What the task requires.
Reproduce every one of the records below verbatim, changing nothing.

Data for processing.
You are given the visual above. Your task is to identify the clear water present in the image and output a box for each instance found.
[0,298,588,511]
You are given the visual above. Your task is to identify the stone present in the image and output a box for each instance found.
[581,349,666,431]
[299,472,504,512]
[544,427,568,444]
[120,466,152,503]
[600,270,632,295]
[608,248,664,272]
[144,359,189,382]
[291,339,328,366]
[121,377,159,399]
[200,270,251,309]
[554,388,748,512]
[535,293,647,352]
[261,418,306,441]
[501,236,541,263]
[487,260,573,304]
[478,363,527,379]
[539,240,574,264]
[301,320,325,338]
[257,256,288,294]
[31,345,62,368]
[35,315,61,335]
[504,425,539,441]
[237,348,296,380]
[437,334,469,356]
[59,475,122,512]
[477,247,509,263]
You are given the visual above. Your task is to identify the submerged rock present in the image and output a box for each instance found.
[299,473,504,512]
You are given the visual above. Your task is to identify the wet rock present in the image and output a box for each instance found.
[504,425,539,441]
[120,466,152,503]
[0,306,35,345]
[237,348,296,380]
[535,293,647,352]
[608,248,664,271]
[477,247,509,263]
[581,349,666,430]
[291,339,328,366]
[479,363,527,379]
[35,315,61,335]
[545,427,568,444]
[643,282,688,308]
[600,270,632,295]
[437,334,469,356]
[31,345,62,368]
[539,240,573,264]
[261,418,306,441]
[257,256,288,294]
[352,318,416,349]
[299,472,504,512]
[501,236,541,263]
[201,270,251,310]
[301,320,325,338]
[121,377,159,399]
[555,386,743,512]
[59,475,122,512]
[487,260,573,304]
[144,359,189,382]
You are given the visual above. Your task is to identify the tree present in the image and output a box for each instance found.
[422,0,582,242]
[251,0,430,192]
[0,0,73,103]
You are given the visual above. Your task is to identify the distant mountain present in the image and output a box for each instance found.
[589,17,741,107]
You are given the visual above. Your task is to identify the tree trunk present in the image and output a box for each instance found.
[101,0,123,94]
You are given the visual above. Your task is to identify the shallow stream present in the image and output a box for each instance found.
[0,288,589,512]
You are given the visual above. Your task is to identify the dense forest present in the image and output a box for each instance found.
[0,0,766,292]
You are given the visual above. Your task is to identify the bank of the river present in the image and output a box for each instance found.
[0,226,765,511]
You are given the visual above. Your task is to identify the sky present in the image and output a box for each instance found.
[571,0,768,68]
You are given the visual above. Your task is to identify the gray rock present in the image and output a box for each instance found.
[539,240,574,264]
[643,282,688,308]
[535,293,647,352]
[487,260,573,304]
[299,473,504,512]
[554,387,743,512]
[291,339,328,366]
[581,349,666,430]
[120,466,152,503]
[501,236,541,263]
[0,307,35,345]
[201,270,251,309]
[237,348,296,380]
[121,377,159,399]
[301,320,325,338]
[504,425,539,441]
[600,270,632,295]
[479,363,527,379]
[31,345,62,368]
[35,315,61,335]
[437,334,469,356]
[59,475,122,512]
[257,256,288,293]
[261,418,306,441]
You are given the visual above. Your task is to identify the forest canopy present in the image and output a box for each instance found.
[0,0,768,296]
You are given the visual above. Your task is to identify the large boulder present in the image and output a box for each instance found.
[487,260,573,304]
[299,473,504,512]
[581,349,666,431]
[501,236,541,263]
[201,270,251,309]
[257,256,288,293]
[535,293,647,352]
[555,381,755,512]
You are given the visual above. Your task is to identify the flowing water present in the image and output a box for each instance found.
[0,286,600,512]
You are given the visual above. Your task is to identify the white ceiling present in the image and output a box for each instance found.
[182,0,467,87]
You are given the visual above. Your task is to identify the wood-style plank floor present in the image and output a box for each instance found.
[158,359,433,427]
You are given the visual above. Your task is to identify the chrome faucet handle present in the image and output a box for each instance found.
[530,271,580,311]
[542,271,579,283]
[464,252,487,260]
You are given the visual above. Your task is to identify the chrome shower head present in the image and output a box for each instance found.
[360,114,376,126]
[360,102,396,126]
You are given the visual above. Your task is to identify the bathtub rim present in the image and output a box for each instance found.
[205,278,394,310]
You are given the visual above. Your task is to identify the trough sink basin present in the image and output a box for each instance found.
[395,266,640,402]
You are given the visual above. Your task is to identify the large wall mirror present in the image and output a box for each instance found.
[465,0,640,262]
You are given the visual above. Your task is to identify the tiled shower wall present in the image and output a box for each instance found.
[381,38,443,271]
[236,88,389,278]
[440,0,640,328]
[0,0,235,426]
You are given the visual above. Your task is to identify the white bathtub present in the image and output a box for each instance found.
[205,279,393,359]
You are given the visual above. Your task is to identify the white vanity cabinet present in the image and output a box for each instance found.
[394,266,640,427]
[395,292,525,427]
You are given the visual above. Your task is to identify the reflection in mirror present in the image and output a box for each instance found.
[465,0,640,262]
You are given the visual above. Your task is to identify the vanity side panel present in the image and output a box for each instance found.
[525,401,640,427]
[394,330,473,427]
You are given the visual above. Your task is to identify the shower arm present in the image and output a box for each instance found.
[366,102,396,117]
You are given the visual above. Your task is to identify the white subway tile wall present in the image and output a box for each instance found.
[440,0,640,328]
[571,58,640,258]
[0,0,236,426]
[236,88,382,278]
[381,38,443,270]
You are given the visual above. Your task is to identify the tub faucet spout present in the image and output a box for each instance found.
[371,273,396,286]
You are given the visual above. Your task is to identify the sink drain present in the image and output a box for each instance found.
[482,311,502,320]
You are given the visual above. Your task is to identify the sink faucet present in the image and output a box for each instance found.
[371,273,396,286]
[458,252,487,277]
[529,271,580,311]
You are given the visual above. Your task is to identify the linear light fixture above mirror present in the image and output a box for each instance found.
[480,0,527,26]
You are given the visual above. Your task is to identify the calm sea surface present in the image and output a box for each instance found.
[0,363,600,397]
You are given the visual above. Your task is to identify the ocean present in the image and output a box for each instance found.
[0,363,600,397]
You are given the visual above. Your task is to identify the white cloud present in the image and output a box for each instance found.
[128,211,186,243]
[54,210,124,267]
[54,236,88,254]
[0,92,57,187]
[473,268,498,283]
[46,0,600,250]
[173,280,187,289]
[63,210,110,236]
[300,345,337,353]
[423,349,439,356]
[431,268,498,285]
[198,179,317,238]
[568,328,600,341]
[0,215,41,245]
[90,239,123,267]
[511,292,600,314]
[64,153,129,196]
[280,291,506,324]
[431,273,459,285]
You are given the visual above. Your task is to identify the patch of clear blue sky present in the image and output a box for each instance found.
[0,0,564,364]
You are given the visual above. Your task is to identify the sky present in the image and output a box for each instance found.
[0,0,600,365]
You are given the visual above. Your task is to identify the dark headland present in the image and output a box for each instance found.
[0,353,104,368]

Correct answer.
You are given the visual above. Your task is to identify the clear water present in the image and output a box for each instance found.
[0,298,588,511]
You are given the visual above. Your task is to identify the stone present in the image and output a box for each instance found.
[581,349,666,431]
[299,472,504,512]
[544,427,568,444]
[120,466,152,503]
[600,270,632,295]
[608,248,664,272]
[144,359,189,382]
[291,339,328,366]
[121,377,159,399]
[200,270,251,309]
[554,388,748,512]
[535,293,647,352]
[261,418,306,441]
[501,236,541,263]
[487,260,573,304]
[478,363,527,379]
[539,240,574,264]
[301,320,325,338]
[257,256,288,294]
[31,345,62,368]
[35,315,61,335]
[504,425,539,441]
[237,348,296,380]
[437,334,469,356]
[59,475,122,512]
[477,247,509,263]
You are given the visual above. Your task is to identify the submerged rock present in the image and output a box for each instance found.
[299,473,504,512]
You are given the visual above. Your task is to identify the wet rock present in the image and output a box for each instance found.
[504,425,539,441]
[120,466,152,503]
[0,306,35,345]
[237,348,296,380]
[535,293,647,352]
[608,248,664,271]
[477,247,509,263]
[581,349,666,430]
[291,339,328,366]
[479,363,527,379]
[35,315,61,335]
[545,427,568,444]
[643,282,688,308]
[600,270,632,295]
[437,334,469,356]
[31,345,62,368]
[539,240,573,264]
[261,418,306,441]
[257,256,288,294]
[352,318,416,349]
[299,472,504,512]
[501,236,541,263]
[201,270,251,310]
[301,320,325,338]
[121,377,159,399]
[555,386,743,512]
[59,475,122,512]
[487,260,573,304]
[144,359,189,382]
You are given the visual above. Your task is to identify the tree present in the image and output a box for each instance found.
[422,0,582,242]
[251,0,430,192]
[0,0,73,103]
You are given the visual above. Your task is to identify the distant mountain present in the image and output a box for each instance found.
[589,17,741,107]
You are given the visual above. Your task is to identify the tree trunk present in the image and output a box for each instance found.
[101,0,123,94]
You are given the visual above. Your task is to identify the shallow stream present in the image and output a box for each instance found.
[0,288,589,512]
You are given the visual above. Your task is to identify the dense forest present in the image and output a box for each instance found.
[0,0,766,292]
You are given the visual above. Your task is to identify the bank of the river present in the image and output a box for each instance found.
[0,226,765,511]
You are given the visual above. Your task is to identify the sky present in the image and output a box for each instance found.
[571,0,768,68]
You are given the visual above. Your task is to identify the gray rock present in the image and output a box for each instance found.
[539,240,574,264]
[643,282,688,308]
[535,293,647,352]
[487,260,573,304]
[299,473,504,512]
[554,387,743,512]
[291,339,328,366]
[581,349,666,430]
[120,466,152,503]
[501,236,541,263]
[0,307,35,345]
[201,270,251,309]
[237,348,296,380]
[121,377,159,399]
[301,320,325,338]
[504,425,539,441]
[600,270,632,295]
[479,363,527,379]
[31,345,62,368]
[35,315,61,335]
[437,334,469,356]
[59,475,122,512]
[257,256,288,293]
[261,418,306,441]
You are given the visual above. Your task is to identify the forest canopy present in the image and output a box for each instance found.
[0,0,768,296]
You are given the visual above. Your task is to identify the large boulder present in the image and output a box for each instance found.
[487,260,573,304]
[299,473,504,512]
[581,349,666,431]
[501,236,541,263]
[201,270,251,309]
[257,256,288,293]
[535,293,647,352]
[555,381,755,512]
You are given the visual above. Your task is to identify the flowing water present in the image and output a box for each instance found.
[0,286,600,512]
You are given the visual above. Your task is to identify the white ceiling present in the image and output a box for each instance found.
[182,0,467,87]
You are given the visual above. Your task is to identify the wood-style plank floor present in the image and output a box for each instance found.
[158,359,433,427]
You are given the visual above. Your task is to identify the chrome faucet handle present in the image and output a box for each instance found.
[530,271,580,311]
[542,271,579,283]
[464,252,487,260]
You are given the visual above. Your task is to identify the chrome shower head present in the image and output a box for each instance found.
[360,114,376,126]
[360,102,396,126]
You are given the visual above. Your task is to identify the bathtub rim present in the image and output a box for each instance found.
[205,278,394,310]
You are given the visual above. Your task is to identify the trough sink basin present in the image and output a box for each instance found.
[395,266,640,402]
You are given the visual above. Your task is to identify the large wall mirror present in the image and output a box for each instance found.
[465,0,640,262]
You are given the visual above. Your task is to identify the tiled shower wall present in the image and output a box for each instance found.
[381,38,443,271]
[236,88,389,278]
[440,0,640,328]
[0,0,235,426]
You are given the visual above. Your task is to identify the white bathtub present in the image and output a box for each instance found.
[205,279,393,359]
You are given the visual above. Your task is to identify the white vanity cabinet present in the image and output a box for each instance found.
[394,266,640,427]
[395,292,525,427]
You are given the visual above. Your task is to identify the reflection in mirror present in the image and output a box for each instance found.
[465,0,640,262]
You are given the visual above. Your task is to identify the vanity side panel present in the image and output a box for each instance found.
[525,401,640,427]
[394,330,473,427]
You are given the visual above. Your task is to identify the shower arm present in the image and output a box for each instance found.
[366,102,396,117]
You are given the visual above. Your task is to identify the white subway tile wall present in the image and output a box for each instance found.
[440,0,640,328]
[571,58,640,258]
[0,0,236,426]
[236,88,382,278]
[381,38,443,270]
You are given the visual above. Your task is to identify the tub faucet spout present in the image and output a box for each instance found.
[371,273,396,286]
You are given the visual above. Your task is to identify the sink drain present in the image and output a box for each instance found.
[482,311,502,320]
You are given the visual above. Your task is to identify the sink faucet present in the image and output a box for each instance found.
[371,273,396,286]
[458,252,487,277]
[529,271,580,311]
You are given the visual above. Your task is to identify the linear light fixture above mirror present in the image and output a box for each instance found.
[480,0,527,26]
You are given the visual above. Your task is to identify the calm sea surface present in the image and output a box for each instance found.
[0,363,600,397]
You are given the visual above. Your task is to identify the ocean present in the image and output a box for each instance found.
[0,363,600,397]
You are given the visual above. Your task is to identify the white cloud present in the image and output a box for each instance found.
[128,211,186,243]
[54,210,124,267]
[54,236,88,254]
[0,92,57,187]
[473,268,498,283]
[46,0,600,250]
[173,280,187,289]
[63,210,110,236]
[300,345,337,353]
[423,349,439,356]
[431,268,498,285]
[198,179,317,238]
[568,328,600,341]
[0,215,41,245]
[90,239,123,267]
[511,292,600,314]
[64,153,129,196]
[280,291,506,324]
[431,273,459,285]
You are given the visual above. Your task is to identify the patch of clear blue sky present in the image and output a box for each instance found.
[0,0,564,364]
You are given the visual above. Your task is to identify the sky present in the image and output a box for each instance found.
[0,0,600,365]
You are given the visual above. Your task is to identify the dark headland present in the image and output a box for each instance found.
[0,353,104,368]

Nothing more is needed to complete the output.